Intimas son las estampas que describen los rituales domésticos, los años escolares del niño Suleiman (bajo el constante apercibimiento de sus maestros israelíes), la muerte relativamente temprana de su padre y el estado de melancolía en que cayó su madre, que el director representa de manera muy poética. Y políticas son las escenas en las que el propio Suleiman se retrata a sí mismo, como ese gag que parece salido de un film de Buster Keaton cuando, enfrentado al insalvable muro de la infamia que construyó Israel, el actor–director –con el mismo rostro impasible de Keaton– toma una jabalina y lo atraviesa por el aire.

Como en Intervención divina, la organización plástica del espacio dentro del cuadro, la forma en que Suleiman fragmenta los gags distanciando la causas y efectos, la utilización virtuosa del sonido –y sobre todo del silencio– hablan de un cineasta siempre original, aunque ya no cause la misma sorpresa y su nuevo film se vuelva un poco más prosaico, sobre todo en su primera mitad, cuando se debate entre el universo puramente poético y el impulso de ceder a una necesidad narrativa.

Cineasta también del silencio y de la más pura expresión visual, Tsai Ming–liang trajo este año aquí a Cannes –donde ya había estado antes en competencia con The Hole (1998) y ¿Qué hora es allí? (2001)– una película titulada Visage y dedicada a la memoria de su madre, recientemente fallecida. Pero a diferencia del film de Suleiman, que trata el tema de manera más literal, aquí Tsai se permite en cambio trabajar esa emoción de una manera figurada, con una serie de asociaciones libres. La excusa argumental es muy vaga y tiene un recorrido lineal solamente en el texto del catálogo del festival: un cineasta taiwanés inicia el rodaje de un film sobre el mito de Salomé en el Museo de Louvre cuando se entera del deceso de su madre. En los hechos, sin embargo, el film de Tsai está estructurado como una serie de escenas encadenadas por asociaciones libres, donde la fantasía y la imaginación se confunden permanentemente con la realidad.

§ Datos registrados:

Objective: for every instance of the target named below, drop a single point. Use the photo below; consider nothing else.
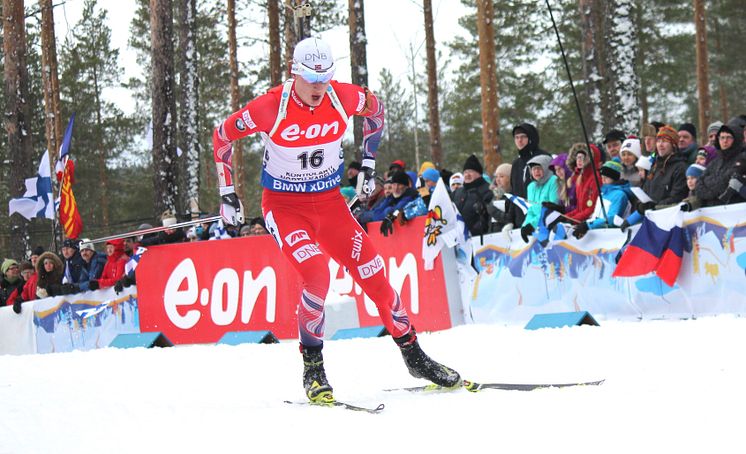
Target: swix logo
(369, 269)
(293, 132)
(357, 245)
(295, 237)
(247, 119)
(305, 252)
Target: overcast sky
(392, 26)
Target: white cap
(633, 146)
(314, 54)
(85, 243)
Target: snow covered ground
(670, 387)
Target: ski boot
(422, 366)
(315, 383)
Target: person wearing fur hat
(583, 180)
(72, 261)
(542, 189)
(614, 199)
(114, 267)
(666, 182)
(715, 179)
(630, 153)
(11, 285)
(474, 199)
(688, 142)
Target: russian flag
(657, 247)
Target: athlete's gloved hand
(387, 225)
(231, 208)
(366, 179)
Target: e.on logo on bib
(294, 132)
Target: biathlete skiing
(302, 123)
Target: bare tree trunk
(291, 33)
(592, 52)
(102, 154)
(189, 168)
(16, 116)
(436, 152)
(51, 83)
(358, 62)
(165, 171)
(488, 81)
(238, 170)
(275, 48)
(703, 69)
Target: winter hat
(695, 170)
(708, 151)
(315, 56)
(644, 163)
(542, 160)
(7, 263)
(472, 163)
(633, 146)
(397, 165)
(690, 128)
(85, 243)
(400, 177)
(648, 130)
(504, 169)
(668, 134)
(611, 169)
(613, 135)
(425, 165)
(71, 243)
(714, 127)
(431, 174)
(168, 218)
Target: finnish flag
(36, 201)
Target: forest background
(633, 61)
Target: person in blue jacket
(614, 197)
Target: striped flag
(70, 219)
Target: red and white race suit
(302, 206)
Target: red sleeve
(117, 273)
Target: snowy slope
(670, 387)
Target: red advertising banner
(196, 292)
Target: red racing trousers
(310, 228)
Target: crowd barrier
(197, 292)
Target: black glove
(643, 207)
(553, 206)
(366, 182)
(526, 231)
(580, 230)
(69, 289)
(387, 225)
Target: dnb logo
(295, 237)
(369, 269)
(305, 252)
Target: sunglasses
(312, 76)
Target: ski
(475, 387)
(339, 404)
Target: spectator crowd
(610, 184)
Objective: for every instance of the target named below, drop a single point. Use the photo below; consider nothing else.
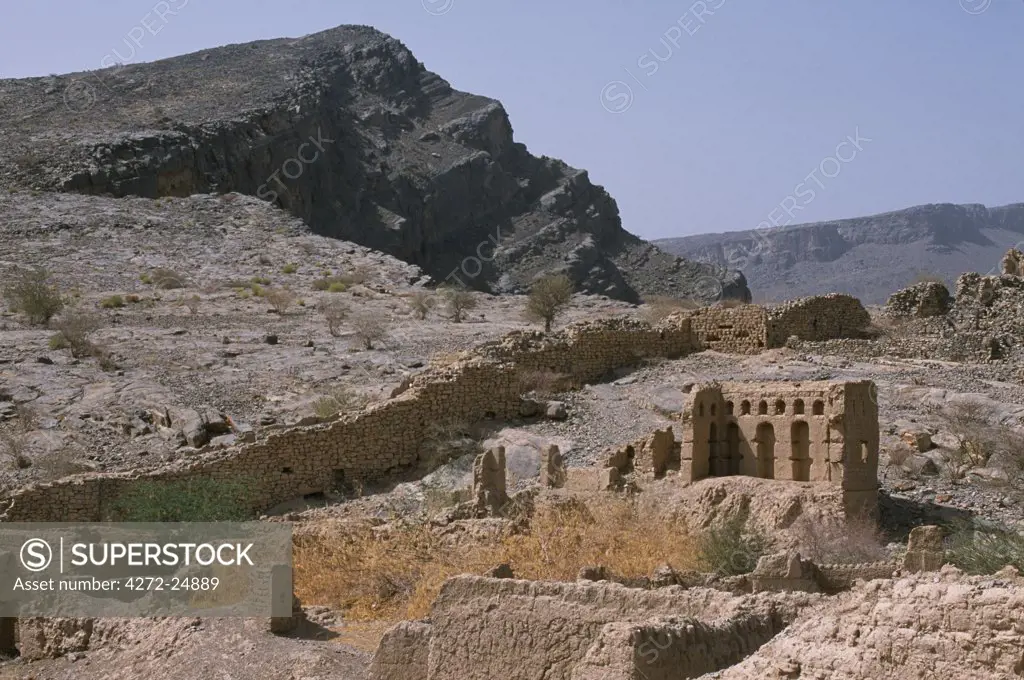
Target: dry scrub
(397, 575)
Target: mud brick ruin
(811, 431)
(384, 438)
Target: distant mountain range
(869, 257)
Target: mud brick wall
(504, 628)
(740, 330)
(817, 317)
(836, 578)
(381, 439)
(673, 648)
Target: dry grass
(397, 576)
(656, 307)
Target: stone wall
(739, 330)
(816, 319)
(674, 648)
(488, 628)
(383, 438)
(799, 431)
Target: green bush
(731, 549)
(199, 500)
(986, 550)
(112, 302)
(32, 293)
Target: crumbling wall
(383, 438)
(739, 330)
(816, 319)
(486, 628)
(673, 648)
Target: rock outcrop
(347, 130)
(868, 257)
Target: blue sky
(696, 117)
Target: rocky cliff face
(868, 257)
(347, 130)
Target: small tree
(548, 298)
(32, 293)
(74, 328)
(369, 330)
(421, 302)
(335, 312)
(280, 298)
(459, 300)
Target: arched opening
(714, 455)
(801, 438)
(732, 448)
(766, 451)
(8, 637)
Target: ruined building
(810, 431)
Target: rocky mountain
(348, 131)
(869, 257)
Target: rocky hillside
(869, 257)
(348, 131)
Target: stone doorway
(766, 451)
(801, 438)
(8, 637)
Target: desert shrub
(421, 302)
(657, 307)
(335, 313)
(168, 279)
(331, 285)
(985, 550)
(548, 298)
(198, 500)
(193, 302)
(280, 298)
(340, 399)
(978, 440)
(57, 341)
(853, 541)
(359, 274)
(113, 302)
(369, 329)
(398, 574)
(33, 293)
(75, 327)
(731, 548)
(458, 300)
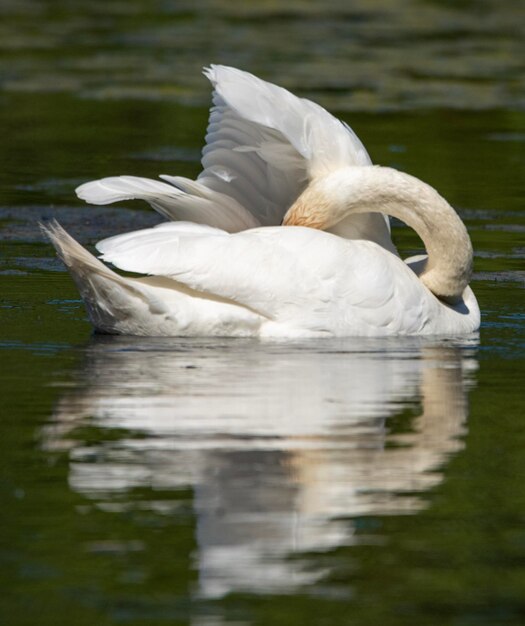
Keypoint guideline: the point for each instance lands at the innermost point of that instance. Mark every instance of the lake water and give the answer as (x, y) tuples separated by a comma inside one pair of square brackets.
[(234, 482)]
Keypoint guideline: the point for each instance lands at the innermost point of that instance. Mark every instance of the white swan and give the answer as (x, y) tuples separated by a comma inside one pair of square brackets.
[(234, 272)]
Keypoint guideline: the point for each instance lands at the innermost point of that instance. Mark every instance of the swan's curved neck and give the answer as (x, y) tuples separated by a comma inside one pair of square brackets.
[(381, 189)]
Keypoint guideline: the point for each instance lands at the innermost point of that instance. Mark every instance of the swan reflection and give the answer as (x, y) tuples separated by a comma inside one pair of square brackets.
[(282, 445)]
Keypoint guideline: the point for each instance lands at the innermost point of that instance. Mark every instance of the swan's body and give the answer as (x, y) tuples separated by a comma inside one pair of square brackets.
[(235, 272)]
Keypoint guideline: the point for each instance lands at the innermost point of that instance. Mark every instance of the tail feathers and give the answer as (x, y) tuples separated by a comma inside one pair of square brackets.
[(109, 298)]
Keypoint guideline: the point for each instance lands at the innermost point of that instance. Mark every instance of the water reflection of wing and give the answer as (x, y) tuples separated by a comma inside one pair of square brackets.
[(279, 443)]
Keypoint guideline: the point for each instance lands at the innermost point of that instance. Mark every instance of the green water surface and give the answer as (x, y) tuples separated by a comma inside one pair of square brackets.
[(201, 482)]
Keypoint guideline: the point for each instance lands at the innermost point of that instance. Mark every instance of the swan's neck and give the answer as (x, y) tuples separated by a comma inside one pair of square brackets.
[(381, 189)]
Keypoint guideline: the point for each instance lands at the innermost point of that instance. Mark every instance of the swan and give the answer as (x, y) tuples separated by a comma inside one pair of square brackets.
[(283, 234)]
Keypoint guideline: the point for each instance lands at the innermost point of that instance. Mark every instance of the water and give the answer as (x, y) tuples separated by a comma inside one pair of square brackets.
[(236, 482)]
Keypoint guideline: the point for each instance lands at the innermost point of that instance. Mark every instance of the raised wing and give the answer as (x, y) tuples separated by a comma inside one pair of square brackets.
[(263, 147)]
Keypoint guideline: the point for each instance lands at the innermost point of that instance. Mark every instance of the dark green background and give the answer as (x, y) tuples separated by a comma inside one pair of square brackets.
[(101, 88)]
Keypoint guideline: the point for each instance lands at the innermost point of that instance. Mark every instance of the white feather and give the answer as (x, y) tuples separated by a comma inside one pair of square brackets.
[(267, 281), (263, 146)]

==

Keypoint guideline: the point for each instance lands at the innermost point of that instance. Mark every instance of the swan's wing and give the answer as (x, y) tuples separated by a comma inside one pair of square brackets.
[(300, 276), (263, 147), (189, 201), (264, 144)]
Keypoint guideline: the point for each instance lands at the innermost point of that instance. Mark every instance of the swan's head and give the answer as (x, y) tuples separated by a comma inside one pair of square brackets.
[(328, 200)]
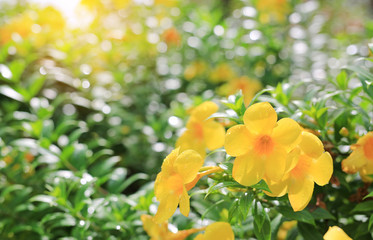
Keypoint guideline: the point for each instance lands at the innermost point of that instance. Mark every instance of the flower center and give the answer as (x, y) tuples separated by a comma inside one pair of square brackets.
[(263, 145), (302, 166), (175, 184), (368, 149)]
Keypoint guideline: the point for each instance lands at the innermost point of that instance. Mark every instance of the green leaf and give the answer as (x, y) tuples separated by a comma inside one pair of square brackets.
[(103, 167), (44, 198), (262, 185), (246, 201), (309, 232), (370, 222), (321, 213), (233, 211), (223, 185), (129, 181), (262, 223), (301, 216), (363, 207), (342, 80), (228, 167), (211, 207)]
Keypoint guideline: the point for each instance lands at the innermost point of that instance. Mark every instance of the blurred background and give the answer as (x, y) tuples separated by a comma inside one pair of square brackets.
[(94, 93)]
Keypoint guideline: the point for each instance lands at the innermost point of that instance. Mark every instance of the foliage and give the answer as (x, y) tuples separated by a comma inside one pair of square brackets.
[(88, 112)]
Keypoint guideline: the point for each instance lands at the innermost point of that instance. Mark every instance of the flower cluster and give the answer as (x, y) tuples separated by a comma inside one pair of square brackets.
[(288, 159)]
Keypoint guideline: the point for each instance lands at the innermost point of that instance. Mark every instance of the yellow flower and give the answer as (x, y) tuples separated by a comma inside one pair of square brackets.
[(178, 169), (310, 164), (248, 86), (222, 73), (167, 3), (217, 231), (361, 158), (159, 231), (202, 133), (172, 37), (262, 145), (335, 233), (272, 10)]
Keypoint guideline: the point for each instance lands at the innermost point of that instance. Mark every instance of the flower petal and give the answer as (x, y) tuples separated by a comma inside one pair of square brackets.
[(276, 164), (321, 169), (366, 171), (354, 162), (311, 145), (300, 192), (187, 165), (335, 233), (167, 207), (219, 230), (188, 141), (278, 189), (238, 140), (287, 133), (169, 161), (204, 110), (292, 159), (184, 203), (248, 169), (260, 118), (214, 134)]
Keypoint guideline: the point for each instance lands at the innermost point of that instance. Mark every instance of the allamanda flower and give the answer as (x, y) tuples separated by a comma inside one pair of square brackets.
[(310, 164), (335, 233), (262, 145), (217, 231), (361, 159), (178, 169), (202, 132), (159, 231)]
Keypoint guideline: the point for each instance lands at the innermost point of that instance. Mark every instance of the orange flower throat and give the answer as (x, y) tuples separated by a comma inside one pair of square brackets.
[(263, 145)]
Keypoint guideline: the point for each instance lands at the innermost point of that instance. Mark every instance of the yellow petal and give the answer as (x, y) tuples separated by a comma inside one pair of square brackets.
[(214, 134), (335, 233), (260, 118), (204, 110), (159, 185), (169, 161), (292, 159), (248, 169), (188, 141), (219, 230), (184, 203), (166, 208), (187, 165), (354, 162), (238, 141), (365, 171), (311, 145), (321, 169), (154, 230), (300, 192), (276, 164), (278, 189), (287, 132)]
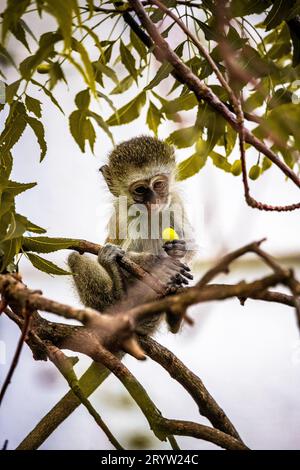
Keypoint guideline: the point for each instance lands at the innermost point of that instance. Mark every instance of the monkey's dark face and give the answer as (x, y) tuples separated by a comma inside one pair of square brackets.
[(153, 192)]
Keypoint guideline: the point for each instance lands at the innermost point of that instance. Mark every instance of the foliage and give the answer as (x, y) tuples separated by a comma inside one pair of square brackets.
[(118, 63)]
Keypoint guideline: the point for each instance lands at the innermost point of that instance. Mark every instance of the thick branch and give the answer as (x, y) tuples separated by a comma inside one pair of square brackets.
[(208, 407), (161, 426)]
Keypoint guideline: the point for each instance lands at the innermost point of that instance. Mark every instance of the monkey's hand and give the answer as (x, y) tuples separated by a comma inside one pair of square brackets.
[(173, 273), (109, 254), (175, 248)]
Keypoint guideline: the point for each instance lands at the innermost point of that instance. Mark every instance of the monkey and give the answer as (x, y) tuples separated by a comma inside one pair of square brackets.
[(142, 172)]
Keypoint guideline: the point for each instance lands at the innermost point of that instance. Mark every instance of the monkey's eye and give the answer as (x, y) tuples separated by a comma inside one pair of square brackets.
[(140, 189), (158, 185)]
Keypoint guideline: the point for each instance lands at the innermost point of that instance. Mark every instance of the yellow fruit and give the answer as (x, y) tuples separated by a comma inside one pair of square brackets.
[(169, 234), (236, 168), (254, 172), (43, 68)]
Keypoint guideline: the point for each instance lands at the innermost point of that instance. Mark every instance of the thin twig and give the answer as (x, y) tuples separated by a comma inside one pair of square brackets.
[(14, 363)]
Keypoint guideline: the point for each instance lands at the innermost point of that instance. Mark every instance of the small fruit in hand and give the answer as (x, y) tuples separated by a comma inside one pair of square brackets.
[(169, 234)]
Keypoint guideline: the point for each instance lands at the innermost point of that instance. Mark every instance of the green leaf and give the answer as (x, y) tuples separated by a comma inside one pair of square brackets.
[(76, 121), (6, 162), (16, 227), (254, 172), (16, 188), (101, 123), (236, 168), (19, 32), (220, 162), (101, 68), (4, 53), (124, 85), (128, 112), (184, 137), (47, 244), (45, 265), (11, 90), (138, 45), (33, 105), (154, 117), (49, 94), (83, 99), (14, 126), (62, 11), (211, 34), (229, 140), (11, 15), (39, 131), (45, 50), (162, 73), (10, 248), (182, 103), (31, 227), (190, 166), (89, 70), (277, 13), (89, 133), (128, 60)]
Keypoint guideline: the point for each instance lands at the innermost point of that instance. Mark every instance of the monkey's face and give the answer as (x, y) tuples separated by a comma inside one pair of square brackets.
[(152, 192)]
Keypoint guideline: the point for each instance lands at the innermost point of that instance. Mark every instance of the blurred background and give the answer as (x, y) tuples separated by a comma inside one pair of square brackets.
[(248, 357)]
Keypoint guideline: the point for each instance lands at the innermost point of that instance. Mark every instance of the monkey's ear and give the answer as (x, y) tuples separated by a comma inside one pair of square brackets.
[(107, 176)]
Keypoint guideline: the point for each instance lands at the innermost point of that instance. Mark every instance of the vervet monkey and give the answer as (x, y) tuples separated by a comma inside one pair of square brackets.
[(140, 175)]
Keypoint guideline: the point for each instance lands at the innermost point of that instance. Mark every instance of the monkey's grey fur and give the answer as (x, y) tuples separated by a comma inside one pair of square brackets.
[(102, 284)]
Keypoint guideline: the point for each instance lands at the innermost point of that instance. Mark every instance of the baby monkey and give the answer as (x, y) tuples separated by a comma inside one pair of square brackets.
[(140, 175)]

==

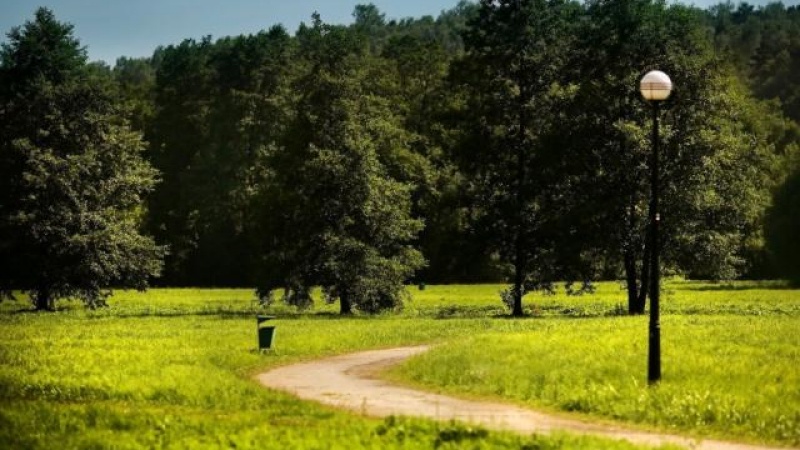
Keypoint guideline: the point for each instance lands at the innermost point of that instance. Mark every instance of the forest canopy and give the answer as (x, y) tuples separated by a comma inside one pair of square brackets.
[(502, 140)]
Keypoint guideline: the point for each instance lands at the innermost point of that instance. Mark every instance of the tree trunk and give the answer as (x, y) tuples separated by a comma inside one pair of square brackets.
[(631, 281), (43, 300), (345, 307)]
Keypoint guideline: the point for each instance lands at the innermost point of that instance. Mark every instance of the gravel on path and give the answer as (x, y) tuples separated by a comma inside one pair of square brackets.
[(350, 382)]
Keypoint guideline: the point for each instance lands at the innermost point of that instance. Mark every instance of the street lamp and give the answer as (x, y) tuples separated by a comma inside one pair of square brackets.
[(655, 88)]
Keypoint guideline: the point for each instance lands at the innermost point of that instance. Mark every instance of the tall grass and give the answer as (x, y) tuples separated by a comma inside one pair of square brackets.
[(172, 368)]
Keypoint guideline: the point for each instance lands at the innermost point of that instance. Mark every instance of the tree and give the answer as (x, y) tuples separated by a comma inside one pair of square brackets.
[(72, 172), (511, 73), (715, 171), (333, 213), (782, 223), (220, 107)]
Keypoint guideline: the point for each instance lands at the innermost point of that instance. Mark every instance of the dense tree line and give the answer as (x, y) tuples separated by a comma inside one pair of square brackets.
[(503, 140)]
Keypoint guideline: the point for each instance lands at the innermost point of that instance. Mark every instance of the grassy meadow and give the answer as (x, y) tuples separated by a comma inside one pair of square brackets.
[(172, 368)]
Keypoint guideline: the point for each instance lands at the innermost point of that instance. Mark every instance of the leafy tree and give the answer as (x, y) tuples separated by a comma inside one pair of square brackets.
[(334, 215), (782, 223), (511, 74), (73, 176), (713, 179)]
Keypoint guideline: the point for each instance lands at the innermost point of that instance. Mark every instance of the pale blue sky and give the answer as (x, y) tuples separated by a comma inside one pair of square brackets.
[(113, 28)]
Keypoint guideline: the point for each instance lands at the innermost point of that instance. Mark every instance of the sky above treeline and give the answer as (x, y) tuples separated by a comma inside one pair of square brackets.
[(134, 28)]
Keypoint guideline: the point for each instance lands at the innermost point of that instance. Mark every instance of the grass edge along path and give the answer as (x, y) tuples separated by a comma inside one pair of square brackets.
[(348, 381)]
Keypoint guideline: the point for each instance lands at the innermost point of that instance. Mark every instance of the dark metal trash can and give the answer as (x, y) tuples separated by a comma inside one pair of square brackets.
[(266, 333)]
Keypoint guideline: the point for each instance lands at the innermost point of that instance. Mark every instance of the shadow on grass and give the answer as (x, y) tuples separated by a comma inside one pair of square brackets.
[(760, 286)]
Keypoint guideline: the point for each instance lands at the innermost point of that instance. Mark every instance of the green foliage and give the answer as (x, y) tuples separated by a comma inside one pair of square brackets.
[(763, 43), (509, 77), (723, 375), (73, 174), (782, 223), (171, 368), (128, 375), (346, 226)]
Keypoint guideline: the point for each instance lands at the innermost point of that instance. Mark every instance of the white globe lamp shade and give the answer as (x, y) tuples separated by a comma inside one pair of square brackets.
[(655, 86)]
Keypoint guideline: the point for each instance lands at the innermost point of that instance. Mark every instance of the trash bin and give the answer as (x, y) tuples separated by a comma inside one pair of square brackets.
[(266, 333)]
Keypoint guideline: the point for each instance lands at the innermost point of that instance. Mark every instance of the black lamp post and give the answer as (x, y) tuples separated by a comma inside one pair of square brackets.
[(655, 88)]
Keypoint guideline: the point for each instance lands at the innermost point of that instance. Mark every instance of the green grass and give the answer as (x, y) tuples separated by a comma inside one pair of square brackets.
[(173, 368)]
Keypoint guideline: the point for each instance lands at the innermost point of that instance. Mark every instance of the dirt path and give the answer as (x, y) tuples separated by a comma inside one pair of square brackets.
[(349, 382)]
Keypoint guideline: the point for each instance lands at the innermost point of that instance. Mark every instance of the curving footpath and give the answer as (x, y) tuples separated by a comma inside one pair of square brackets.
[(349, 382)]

§ Acción requerida:
Por favor, resume el fragmento en dos oraciones. El listado es material independiente del fragmento.

§ Resultado:
El fragmento describe la nueva película de Suleiman, que combina estampas íntimas sobre su infancia, la muerte de su padre y la melancolía de su madre con escenas políticas, y la considera obra de un cineasta siempre original, aunque un poco más prosaica en su primera mitad. También comenta Visage, la película que Tsai Ming-liang llevó a Cannes dedicada a la memoria de su madre, estructurada como una serie de escenas encadenadas por asociaciones libres donde la fantasía y la imaginación se confunden con la realidad.